# [GIVEN INSTRUCTION A]
From the passage on retreat centers, copy word for word the part starting at "There is a solitude" and ending at "Finite infinity.".
# [GIVEN INSTRUCTION B]
Answer these questions using the passage on retreat centers.
(i) Which poet's verse appears at the top?
(ii) According to the passage, what separates us from nature and others, as if by a glass wall?
(iii) What four places may await amid the silence of the oaken woods?

=== TEXT EXCERPT ===

Credit: La Casa de Maria

There is a solitude of space
A solitude of sea
A solitude of death, these
Society shall be
Compared with that profounder site
That polar privacy
A soul admitted to itself —
Finite infinity.

— Emily Dickinson

Many of us may sense that we are afflicted with a basic deprivation. Through constraints of time and stress, we may find ourselves separated—as if by a glass wall—from nature, from others, and even from the silent enchantment of our own being. 

In our distraction, we may have forgotten how fundamentally nourishing silence is to our souls. We may even disparage the contemplative impulse as a commitment to an utterly impractical calling. With little sense of eternity, we cannot imagine ourselves wasting time on a retreat.  

Yet silence beckons when we gaze upon a loved one or a mountain until our concerns begin to vanish, our desires and ego thin to nothing, and our sense of where we end and our loved one or the mountain begins dissolves. 

Retreat centers are finite infinities, sites of both private and collective solitudes. They open to us our infinite, most intimate universe: our soul. They nourish our visions. They shelter the most intimate textures of inmost silence. They allow us to dream and transcend in peace. Their nooks and corners offer themselves as centers of simplicity in dwelling. Sequestered securely within their folds, we experience the primitiveness of refuge. We feel safe to open to pure Being. 

Amid the silence haunting oaken woods may await a chapel, a meditation cove, a yoga space, a teahouse. Here countless multitudes have gathered together in individual or centralized solitude. And if they tremble at all here, it is a shivering with Spirit.

=== MATERIAL SUPPLIED ===

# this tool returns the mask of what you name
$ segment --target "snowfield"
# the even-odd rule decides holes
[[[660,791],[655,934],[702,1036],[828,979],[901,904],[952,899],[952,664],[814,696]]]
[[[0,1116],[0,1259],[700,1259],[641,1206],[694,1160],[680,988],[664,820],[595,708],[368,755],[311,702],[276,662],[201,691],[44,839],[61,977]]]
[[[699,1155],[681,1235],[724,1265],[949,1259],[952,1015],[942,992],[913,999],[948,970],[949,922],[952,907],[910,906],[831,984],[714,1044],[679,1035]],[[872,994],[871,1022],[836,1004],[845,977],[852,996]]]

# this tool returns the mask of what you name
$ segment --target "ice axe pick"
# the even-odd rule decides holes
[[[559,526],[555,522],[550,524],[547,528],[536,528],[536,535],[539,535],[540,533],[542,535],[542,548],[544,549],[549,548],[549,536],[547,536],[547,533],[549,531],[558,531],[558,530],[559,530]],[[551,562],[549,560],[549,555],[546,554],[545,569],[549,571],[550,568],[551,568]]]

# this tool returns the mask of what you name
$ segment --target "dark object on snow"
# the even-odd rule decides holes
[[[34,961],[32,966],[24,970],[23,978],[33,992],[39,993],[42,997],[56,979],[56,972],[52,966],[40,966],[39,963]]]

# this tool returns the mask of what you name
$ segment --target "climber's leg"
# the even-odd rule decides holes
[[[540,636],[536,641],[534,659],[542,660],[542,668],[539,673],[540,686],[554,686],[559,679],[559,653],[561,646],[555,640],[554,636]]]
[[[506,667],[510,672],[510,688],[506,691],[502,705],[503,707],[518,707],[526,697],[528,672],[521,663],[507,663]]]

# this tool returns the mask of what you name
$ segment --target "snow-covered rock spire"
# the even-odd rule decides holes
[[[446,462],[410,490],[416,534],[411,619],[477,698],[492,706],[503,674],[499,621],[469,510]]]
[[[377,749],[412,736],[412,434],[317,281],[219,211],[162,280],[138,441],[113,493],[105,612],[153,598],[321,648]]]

===

# [COMPLETE RESPONSE A]
There is a solitude of space
A solitude of sea
A solitude of death, these
Society shall be
Compared with that profounder site
That polar privacy
A soul admitted to itself —
Finite infinity.

# [COMPLETE RESPONSE B]
(i) Emily Dickinson
(ii) Constraints of time and stress
(iii) A chapel, a meditation cove, a yoga space, and a teahouse